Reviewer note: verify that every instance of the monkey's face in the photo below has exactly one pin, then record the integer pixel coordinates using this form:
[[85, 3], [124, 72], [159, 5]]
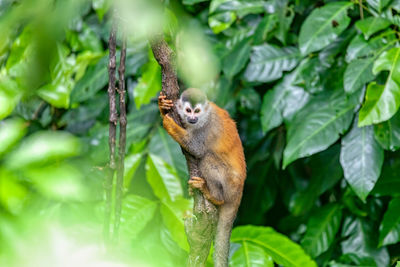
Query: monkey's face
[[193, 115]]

------------

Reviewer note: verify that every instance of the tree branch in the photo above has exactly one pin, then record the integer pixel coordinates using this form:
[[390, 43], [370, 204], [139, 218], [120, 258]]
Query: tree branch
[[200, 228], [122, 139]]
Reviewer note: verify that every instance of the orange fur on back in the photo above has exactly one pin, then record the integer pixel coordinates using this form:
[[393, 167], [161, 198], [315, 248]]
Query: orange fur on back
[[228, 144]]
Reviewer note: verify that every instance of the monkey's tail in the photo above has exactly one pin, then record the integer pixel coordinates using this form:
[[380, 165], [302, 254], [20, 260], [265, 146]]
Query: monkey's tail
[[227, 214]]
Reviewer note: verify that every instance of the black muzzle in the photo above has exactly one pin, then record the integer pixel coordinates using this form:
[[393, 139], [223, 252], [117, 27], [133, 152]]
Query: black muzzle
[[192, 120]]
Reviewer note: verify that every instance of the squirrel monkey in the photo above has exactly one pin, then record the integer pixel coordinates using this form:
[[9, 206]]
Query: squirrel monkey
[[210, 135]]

------------

What the exercise asks: Reproduce the data without alteration, starting at the line that contains "Reviewer note: verify that every instance of the squirrel" and ending at the line that contains "[[210, 135]]", both included.

Task answer:
Reviewer note: verify that every instance of the squirrel monkey in the photo above has exactly one pin, then record the integer pixel coordinates using this form:
[[9, 206]]
Query: squirrel monkey
[[210, 135]]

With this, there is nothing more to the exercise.